> TASK PROMPT: Quote every line of the entries below, from the line containing "A point falls on each instance of the floral" through the final line of the entries, without changing a single character.

─── ROWS ───

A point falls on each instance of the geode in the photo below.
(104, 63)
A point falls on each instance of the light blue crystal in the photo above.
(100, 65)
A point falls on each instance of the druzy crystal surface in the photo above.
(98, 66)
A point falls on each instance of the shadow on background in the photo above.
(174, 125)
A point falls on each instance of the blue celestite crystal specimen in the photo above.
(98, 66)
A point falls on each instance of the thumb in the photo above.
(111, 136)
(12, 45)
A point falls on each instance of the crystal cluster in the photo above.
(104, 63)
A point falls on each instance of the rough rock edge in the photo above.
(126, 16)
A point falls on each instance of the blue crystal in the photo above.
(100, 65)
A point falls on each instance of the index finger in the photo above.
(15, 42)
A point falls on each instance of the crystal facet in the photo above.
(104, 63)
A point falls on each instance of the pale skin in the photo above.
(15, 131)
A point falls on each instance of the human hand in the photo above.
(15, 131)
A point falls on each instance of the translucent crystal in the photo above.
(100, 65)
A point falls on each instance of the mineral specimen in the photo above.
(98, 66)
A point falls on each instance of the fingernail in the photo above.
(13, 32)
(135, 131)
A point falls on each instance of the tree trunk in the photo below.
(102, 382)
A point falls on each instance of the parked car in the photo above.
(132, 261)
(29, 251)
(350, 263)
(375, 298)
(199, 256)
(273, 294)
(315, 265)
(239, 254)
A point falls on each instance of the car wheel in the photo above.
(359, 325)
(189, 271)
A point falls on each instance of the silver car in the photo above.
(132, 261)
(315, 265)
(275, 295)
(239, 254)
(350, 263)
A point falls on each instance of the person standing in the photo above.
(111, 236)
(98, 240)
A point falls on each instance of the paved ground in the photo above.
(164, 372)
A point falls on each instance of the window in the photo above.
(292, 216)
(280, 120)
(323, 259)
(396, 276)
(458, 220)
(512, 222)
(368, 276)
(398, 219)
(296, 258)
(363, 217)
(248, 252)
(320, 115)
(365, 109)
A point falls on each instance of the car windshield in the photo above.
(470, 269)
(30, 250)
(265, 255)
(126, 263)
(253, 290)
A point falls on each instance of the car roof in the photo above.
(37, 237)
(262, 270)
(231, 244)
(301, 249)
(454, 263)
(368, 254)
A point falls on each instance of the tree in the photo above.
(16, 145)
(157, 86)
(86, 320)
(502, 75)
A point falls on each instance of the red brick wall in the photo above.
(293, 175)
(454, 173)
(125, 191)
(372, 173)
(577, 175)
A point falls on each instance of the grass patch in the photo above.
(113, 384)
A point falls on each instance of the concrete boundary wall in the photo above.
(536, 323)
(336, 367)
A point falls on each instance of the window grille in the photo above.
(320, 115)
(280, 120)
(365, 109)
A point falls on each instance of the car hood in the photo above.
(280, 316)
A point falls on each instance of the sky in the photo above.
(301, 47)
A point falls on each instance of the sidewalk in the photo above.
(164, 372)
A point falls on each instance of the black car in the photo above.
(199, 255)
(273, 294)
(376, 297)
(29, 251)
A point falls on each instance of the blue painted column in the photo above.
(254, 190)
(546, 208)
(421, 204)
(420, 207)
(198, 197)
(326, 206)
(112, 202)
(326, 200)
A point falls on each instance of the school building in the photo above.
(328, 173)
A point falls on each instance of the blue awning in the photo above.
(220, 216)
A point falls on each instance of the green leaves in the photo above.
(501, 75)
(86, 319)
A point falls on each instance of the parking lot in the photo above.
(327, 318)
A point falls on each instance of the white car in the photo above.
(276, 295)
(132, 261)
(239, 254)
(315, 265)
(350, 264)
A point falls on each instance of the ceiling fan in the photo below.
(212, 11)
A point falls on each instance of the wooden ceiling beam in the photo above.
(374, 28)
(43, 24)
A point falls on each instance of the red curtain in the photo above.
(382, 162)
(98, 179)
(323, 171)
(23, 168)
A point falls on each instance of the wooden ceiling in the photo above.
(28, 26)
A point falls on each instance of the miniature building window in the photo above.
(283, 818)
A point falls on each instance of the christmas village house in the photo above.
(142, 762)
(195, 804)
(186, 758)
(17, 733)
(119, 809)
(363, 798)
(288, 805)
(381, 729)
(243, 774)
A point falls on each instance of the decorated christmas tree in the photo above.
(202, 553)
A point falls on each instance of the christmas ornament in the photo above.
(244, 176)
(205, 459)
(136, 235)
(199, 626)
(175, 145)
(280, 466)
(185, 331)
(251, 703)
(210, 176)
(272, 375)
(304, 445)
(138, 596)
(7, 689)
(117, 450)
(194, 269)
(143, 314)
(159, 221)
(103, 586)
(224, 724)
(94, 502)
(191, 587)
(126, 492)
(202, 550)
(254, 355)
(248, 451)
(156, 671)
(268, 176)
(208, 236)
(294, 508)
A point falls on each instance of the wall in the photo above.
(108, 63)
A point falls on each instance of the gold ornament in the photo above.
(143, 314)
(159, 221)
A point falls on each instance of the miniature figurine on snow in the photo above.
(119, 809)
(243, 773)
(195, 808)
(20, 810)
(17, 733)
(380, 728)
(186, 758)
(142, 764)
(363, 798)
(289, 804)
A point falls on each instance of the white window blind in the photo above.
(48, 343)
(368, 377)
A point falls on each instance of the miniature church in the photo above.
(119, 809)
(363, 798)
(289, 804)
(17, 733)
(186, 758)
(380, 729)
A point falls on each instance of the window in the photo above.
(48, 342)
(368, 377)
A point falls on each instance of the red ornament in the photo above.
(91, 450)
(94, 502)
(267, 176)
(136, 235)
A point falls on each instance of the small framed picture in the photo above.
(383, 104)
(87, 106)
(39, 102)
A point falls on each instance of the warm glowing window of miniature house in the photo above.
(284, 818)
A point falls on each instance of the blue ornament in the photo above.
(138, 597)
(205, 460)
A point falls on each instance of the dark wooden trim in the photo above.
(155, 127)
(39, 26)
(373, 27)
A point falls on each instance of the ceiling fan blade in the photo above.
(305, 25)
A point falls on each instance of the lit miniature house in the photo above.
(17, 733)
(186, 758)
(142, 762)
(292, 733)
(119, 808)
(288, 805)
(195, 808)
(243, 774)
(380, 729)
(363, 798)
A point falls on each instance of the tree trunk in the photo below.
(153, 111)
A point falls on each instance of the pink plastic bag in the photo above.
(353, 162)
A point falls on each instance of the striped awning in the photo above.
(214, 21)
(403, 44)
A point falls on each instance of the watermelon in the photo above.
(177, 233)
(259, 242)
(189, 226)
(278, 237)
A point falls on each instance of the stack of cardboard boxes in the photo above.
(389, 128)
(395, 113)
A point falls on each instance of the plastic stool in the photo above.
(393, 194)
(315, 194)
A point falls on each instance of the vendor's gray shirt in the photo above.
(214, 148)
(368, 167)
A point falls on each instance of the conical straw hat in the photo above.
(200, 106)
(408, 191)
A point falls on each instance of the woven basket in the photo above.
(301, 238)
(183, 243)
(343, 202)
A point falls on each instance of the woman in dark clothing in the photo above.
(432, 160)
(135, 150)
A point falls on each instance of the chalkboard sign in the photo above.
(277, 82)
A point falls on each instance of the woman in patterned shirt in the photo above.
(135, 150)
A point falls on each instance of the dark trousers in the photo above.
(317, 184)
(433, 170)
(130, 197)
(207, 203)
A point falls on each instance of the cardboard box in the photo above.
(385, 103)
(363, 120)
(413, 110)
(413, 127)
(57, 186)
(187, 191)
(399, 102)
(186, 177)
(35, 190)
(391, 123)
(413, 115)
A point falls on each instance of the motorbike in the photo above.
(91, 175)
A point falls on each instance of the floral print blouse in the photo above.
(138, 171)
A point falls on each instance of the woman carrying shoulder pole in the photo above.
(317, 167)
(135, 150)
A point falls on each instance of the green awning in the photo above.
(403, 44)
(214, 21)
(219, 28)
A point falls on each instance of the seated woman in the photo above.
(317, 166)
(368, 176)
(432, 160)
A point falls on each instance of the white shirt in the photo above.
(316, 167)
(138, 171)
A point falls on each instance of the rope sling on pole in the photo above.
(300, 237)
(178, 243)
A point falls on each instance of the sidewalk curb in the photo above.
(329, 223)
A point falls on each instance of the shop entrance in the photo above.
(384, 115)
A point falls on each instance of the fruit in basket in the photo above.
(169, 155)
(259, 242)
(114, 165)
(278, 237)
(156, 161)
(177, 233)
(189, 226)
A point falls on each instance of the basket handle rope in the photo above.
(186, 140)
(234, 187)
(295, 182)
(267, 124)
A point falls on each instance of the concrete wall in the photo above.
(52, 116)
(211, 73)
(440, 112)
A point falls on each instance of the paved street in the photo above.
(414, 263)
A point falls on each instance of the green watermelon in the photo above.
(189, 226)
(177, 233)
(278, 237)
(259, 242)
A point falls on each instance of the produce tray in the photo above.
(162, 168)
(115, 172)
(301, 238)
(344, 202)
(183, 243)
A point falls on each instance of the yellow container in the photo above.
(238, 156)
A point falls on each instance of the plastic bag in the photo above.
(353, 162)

───

> WORKED ANSWER:
A point falls on each instance of the floral print blouse in the photo above.
(138, 171)
A point falls on each instance of the woman carrying shoulder pole in the photo above.
(317, 167)
(135, 150)
A point falls on each instance of the green awning in the photo above.
(403, 44)
(214, 21)
(219, 28)
A point falls on each instance of the seated woman in the photo above.
(317, 166)
(368, 176)
(432, 160)
A point falls on each instance of the white shirt in the photo above.
(316, 167)
(138, 171)
A point falls on each instance of the rope sling on pole in the photo above.
(300, 237)
(178, 243)
A point falls on each instance of the sidewalk curb in the photo above.
(329, 223)
A point falls on each instance of the shop entrance in the photo above.
(384, 115)
A point falls on each instance of the fruit in basket in the photo above.
(169, 155)
(259, 242)
(114, 165)
(278, 237)
(156, 161)
(177, 233)
(189, 226)
A point falls on each instance of the basket handle rope in the photo above.
(186, 140)
(234, 187)
(295, 182)
(267, 124)
A point falls on each instance of the concrete wall in the photo above.
(52, 116)
(211, 73)
(440, 112)
A point falls on each instance of the paved street in the photo above.
(414, 263)
A point falls on each instance of the green watermelon in the photo above.
(189, 226)
(177, 233)
(278, 237)
(259, 242)
A point falls on each instance of the produce tray in the photo above.
(162, 168)
(115, 172)
(301, 238)
(344, 202)
(183, 243)
A point falls on each instance of the yellow container in the photo above.
(238, 156)
A point falls on each instance of the plastic bag in the photo above.
(353, 162)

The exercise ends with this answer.